[BEGIN Dataset]
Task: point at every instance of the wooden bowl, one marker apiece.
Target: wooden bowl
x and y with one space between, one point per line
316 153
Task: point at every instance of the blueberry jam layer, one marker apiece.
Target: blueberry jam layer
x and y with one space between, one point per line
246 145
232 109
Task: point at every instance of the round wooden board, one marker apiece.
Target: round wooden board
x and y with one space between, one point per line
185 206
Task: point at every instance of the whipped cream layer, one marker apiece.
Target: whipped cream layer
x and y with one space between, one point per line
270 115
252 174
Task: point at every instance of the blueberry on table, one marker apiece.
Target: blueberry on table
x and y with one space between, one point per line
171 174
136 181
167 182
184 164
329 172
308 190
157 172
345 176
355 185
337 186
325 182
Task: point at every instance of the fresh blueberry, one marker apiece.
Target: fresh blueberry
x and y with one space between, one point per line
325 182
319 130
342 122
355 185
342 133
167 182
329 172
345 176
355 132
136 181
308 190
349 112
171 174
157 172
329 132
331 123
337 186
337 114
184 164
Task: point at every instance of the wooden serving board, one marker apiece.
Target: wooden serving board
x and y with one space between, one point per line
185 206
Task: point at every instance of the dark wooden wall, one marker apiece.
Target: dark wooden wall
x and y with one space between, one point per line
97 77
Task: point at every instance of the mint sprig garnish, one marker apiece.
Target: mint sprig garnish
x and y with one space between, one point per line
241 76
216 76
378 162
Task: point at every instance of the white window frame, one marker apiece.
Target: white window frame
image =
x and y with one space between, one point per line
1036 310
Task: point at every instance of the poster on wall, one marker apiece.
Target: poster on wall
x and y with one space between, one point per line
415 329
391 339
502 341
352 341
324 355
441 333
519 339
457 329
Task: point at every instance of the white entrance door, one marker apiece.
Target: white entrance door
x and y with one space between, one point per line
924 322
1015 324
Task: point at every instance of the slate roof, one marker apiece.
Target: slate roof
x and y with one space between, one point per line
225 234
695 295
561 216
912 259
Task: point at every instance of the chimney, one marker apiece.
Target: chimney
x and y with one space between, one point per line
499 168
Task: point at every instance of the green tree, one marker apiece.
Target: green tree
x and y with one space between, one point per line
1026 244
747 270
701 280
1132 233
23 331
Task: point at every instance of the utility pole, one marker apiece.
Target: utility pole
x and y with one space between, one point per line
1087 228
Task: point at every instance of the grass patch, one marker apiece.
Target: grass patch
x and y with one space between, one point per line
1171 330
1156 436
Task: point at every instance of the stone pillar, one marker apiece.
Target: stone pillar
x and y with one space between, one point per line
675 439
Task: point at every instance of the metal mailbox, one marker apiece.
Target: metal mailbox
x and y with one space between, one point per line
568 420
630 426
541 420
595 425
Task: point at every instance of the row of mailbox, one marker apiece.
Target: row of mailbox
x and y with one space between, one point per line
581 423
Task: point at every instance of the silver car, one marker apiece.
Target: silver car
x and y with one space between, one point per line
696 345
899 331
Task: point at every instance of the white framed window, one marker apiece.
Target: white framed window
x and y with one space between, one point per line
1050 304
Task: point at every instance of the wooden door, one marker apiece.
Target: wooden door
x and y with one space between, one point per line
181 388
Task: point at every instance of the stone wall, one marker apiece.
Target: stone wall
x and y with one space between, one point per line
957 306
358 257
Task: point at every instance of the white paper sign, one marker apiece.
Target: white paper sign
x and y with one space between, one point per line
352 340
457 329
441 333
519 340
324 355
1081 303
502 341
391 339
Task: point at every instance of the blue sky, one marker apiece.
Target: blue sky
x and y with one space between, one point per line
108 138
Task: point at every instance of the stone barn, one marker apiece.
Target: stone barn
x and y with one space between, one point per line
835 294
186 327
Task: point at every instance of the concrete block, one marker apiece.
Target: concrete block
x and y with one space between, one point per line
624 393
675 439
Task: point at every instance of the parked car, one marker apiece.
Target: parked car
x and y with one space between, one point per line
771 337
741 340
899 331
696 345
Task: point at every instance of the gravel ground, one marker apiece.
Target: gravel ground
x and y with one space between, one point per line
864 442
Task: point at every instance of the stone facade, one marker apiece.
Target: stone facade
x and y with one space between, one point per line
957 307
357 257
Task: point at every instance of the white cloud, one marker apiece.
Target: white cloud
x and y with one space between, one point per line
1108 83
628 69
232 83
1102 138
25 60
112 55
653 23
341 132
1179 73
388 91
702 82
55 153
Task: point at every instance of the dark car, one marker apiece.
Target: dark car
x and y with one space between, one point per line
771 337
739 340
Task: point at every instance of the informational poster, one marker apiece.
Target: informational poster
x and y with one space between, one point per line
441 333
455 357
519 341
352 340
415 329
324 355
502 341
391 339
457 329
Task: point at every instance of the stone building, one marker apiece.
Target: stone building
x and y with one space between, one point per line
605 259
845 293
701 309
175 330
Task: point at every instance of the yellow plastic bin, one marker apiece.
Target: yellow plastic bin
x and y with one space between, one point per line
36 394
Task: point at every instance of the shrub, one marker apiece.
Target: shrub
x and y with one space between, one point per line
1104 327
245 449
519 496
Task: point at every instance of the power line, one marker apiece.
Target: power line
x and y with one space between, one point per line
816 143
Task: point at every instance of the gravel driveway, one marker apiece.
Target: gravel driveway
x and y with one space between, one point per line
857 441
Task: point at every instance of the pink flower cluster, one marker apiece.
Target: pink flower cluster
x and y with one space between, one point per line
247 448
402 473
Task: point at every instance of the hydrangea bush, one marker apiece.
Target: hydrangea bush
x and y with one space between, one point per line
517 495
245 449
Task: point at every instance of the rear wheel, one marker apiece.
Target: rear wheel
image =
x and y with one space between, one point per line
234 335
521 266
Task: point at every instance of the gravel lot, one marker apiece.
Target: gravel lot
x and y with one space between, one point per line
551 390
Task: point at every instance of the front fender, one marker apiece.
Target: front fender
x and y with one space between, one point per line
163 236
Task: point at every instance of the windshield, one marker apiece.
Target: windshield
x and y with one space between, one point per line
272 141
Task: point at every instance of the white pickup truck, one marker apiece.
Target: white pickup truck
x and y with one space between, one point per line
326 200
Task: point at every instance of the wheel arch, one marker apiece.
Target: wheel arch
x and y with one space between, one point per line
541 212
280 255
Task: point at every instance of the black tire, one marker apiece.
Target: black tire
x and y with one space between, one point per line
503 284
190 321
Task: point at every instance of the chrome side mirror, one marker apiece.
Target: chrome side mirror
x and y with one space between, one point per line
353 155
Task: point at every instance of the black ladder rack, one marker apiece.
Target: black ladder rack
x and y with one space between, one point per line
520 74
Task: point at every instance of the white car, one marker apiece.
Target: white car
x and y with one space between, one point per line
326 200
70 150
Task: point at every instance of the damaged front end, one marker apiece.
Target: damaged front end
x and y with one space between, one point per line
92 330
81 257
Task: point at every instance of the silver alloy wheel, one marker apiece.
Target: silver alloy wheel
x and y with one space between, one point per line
[END Dataset]
> _Problem requirements_
Return all the data exactly as given.

> _Answer to this problem_
Task: point at every instance of the wooden bowl, one marker apiece.
Target: wooden bowl
x and y with one space between, one point per line
316 153
Task: point at every instance of the blueberry jam layer, one marker apiece.
Target: blueberry jam layer
x and y with one space between, one point per line
246 145
232 109
Task: point at every instance of the round wooden board, one marker apiece.
Target: round wooden board
x and y with one space between, one point per line
185 206
Task: point at every instance of the whipped cream layer, one marker apiece.
Target: whipped cream layer
x and y with one space between, one point per line
270 115
252 174
Task: point at every instance of the blueberry on table, one marker apiece.
Target: blueberry on table
x and y with one space between, one point per line
171 174
136 181
167 182
184 164
329 172
308 190
157 172
345 176
355 185
337 186
325 182
Task: point at every instance of the fresh blueberry, one marker apiece.
Target: fresh blueberry
x and y with one space between, one point per line
325 182
319 130
342 122
355 185
342 133
167 182
329 172
345 176
355 132
136 181
308 190
349 112
171 174
157 172
329 132
331 123
337 186
337 114
184 164
Task: point at every instance of the wooden serving board, one marker apiece.
Target: wooden serving board
x and y with one space between, one point per line
185 206
Task: point at every instance of the dark wooden wall, one marker apiece.
Target: dark wooden wall
x and y with one space between, one point per line
97 77
Task: point at every instance of the mint sprig garnish, one marker apiece.
Target: mint sprig garnish
x and y with one space between, one point per line
241 76
216 76
378 162
Task: point at every instance of the white window frame, one marker apiece.
Target: white window frame
image =
x and y with one space between, one point per line
1036 310
Task: point at every instance of the poster on wall, one marker apiece.
Target: poster on wall
x and y with one space between, one point per line
415 329
391 339
502 341
352 341
324 355
441 333
519 339
457 329
Task: point at every instance of the white entrance door, one marker apiece.
Target: white entrance door
x and y with one space between, one point per line
924 322
1015 324
Task: point at every instance of the slate roof, one marker apiece.
Target: slate roof
x and y with one space between, one point per line
225 234
695 295
561 216
912 259
Task: point at every instance of the chimney, one marker apiece.
Target: chimney
x and y with one space between, one point per line
499 168
Task: point at every instance of the green tree, one marker apiece.
Target: green tree
x and y with one space between, one point per line
1026 244
747 270
701 280
1132 233
23 331
Task: point at every instance of the utility pole, one marker apiece.
Target: utility pole
x and y with one space between, one point per line
1087 228
Task: point at every instance of the grass patch, one marker apiece.
Target: grass patch
x and y with one space between, one point per line
1171 330
1156 436
Task: point at every instance of the stone pillar, one marker apiece.
Target: stone pillar
x and y with one space between, one point per line
675 439
Task: point at every instance of the metal mailbox, one marker apiece.
Target: metal mailbox
x and y with one space between, one point per line
568 420
630 426
541 420
595 425
Task: point at every instance of the row of mailbox, one marker apiece.
Target: row of mailbox
x and y with one space between, one point per line
581 423
Task: point at every instance of the silver car, one marker apiece.
Target: silver car
x and y with one space between, one point per line
696 345
899 331
Task: point at every instance of the white framed window, one marker apiece.
Target: white framed window
x and y with one space between, one point per line
1050 304
Task: point at every instance of the wooden door, one marker apiece.
Target: wooden door
x and y with one space between, one point per line
181 388
Task: point at every instance of the stone wall, one marker apiece.
Target: stone wall
x and y with one space between, one point per line
957 306
358 257
Task: point at every instance of the white paper sign, one marker apiece.
Target: white paper sign
x and y with one space between, one point per line
352 340
457 329
441 333
519 340
324 355
1081 303
502 341
391 339
Task: point at every instance of the blue sky, one marker apiece.
Target: blue sky
x and y with one space between, one point per line
108 138
Task: point at every instance of the stone barn, one marker apiece.
Target: stone barn
x and y with one space between, one point per line
835 294
186 327
Task: point at every instance of the concrete block, one marker apiece.
Target: concrete block
x and y with one space between, one point per line
624 393
675 439
Task: point at every instance of the parked car, one marker apiece.
Target: parked car
x and y with one space between, one point per line
771 337
741 340
899 331
696 345
Task: point at every instance of the gravel ground, one marker apiece.
Target: gravel ground
x and y with one space between, one point per line
864 442
Task: point at every instance of the stone facade, one marker apiece.
Target: stone facade
x and y with one space between, one point per line
957 307
357 257
Task: point at every instance of the white cloud, one marker apiece.
Target: white cloud
x and y with one space between, one point per line
1108 83
628 69
232 83
1102 138
25 60
112 55
653 23
341 132
1179 73
388 91
702 82
55 153
Task: point at every instance of the dark car, one marker apiece.
Target: dark car
x and y with one space between, one point per line
771 337
739 340
Task: point at every instance of the informational poster, one marker apiece.
Target: informational poster
x and y with one space between, one point per line
441 333
455 357
519 341
352 340
415 329
324 355
502 341
391 339
457 329
Task: point at every instance of the stone building, one marker apiece.
Target: stone building
x and y with one space between, one point per line
605 259
845 293
701 309
175 330
Task: point at every instance of the yellow plastic bin, one marker apiece.
Target: yellow plastic bin
x and y with one space between, one point per line
36 394
Task: point at every instance of the shrub, one marker apiece.
Target: shrub
x and y with one space between, one point per line
1104 327
245 449
519 496
Task: point at every instance of the power line, one marker apiece.
Target: power line
x and y with one space between, one point per line
816 143
Task: point at every instance of the gravel driveway, one marker apiece.
Target: gravel driveway
x and y with one space between, one point per line
857 441
Task: point at every instance of the pink flower cluster, one marker apiece.
Target: pink flower cluster
x and y with one space between, one point per line
247 448
402 473
Task: point at every instance of the hydrangea bush, one marker apiece.
Target: hydrangea bush
x and y with one space between, one point per line
517 495
245 449
Task: point at every instance of the rear wheel, one marker apiece.
Target: rear wheel
image =
x and y with one space between, one point per line
234 335
521 266
Task: point at every instance of the gravel lot, one marker apiece.
Target: gravel lot
x and y with one space between, one point per line
551 390
Task: point at every instance of the front fender, one marker apiece.
Target: front fender
x and y with one space between, one point per line
163 236
Task: point at every instance of the windshield, one marker apiece.
Target: windshield
x and y with one space between, one point per line
272 141
Task: point at every instance of the white pickup truck, one marker apiece.
Target: white pickup truck
x and y with one space between, one point per line
326 200
Task: point at every instance of the wheel arch, one marker apiece.
Target: wheel arch
x and y with one space between, one point per line
541 212
280 255
Task: point at every instance of the black tire, one marker apiece.
Target: black tire
x and y with one space between, one point per line
503 284
190 321
Task: point at every instance of the chrome side mirror, one marker apiece.
Target: chrome side mirror
x and y with one space between, one point per line
353 155
Task: point at every instance of the black ladder rack, one marker apiece.
Target: black ladder rack
x and y with one space between, one point per line
520 74
Task: point at every instance of the white car, one marker apiece.
Target: white car
x and y with one space between, one point per line
326 200
70 150
Task: point at every instance of the damaged front end, one marker apiece.
Target: damaged front end
x and y with one space between, one point per line
92 330
81 257
Task: point at every instance of the silver alloy wheel, one marker apiece.
Target: silver alloy wheel
x and y with one space between, one point per line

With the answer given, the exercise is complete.